Named-object pointing records:
----
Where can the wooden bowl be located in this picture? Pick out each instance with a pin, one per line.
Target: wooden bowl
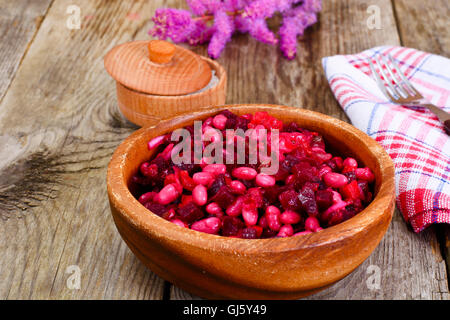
(218, 267)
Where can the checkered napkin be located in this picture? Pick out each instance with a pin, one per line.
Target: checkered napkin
(413, 137)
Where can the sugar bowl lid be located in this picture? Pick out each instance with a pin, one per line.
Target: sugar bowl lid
(157, 67)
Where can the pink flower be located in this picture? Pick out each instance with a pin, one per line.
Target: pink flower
(224, 28)
(216, 21)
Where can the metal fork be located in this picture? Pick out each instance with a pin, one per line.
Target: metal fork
----
• [What the exercise asks]: Quote the records above in full, dropping each picture.

• [Problem solution]:
Where can the wooden bowl be located in this picture? Pick out each instance with a pin, one per line.
Target: wooden bowl
(218, 267)
Where can the checkered napkin be located in this picture? Pick out each instance with a pin, one per line.
Target: checkered napkin
(413, 137)
Where can the sugar bowl lid be located in this picture? Pick out each instance with a pin, one per line.
Target: sugar bowl lid
(157, 67)
Where can the pink flower be located in this picture? Pick out each instance with a pin, one per line.
Target: pink flower
(224, 28)
(216, 21)
Where can the metal fork be located in this picture? Pick out each instance with a pin, one per line.
Target: metal fork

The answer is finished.